> **Written problem**: Retype the listing exactly, everything from its first line down to the line containing "[(125, 635)]", both ends included.

> **Raw data**:
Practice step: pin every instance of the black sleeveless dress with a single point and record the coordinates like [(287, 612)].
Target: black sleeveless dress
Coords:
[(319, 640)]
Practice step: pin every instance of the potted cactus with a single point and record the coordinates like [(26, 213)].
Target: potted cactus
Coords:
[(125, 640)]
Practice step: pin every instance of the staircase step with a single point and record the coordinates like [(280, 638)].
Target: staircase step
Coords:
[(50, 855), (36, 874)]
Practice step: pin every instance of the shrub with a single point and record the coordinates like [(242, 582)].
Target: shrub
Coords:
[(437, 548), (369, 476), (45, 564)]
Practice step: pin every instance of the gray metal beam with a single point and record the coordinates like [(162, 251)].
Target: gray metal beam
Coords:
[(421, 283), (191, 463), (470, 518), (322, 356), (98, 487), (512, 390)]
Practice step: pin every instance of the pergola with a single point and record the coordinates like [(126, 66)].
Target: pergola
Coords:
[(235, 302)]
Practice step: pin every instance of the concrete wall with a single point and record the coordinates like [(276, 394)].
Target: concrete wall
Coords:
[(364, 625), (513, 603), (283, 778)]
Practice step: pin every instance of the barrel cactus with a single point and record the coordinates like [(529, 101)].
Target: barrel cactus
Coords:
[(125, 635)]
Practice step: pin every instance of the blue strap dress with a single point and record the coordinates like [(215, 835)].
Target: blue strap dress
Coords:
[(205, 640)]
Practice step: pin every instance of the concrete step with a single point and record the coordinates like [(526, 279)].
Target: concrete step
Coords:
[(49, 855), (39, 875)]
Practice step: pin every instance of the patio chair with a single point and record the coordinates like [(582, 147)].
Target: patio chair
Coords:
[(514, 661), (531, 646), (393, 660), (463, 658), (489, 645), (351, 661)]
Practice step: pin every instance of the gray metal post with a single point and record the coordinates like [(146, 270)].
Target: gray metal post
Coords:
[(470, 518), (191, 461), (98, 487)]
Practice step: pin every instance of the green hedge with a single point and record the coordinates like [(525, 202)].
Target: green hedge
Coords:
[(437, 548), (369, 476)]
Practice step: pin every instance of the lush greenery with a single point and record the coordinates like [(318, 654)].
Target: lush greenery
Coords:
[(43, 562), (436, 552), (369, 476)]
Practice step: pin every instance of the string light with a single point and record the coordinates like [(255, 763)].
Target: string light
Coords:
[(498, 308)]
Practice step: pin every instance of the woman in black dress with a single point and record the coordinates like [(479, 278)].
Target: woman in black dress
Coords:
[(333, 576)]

> **Task output**:
Practice step: pin every instance of the black sleeveless dress with a single point and record the coordinates like [(287, 612)].
Target: black sleeveless dress
Coords:
[(319, 640)]
Practice step: pin every instance of the potted cactus with a single point and record the coordinates like [(26, 213)].
Target: potted cactus
Coords:
[(125, 640)]
Practice step: pin every instance of the staircase step with a single point and record the coordinates like [(280, 638)].
Target: staircase step
Coords:
[(50, 855), (36, 874)]
Practice step: pin every instance of the shrub with a single point and record the coordinates like [(242, 582)].
Target: shrub
Coords:
[(437, 548), (369, 476), (45, 564)]
Practice step: pin every instance of the gray metal beam with a single point and record the coordinates like [(162, 251)].
Target: gray metal beam
Coords:
[(421, 283), (191, 463), (470, 518), (322, 356), (98, 487), (512, 390)]
Practice step: pin every instance of the pergola with a single point and record the coordinates like [(126, 66)].
Target: pergola
Coords:
[(235, 302)]
Practice step: pin every instance of the concrete wall with a single point and record the coordinates like [(276, 394)].
Target: concrete wall
Coords:
[(364, 625), (513, 603), (283, 778)]
Practice step: pin every instance of the barrel cactus with a single point and record the coordinates like [(529, 101)].
Target: barrel cactus
Coords:
[(125, 635)]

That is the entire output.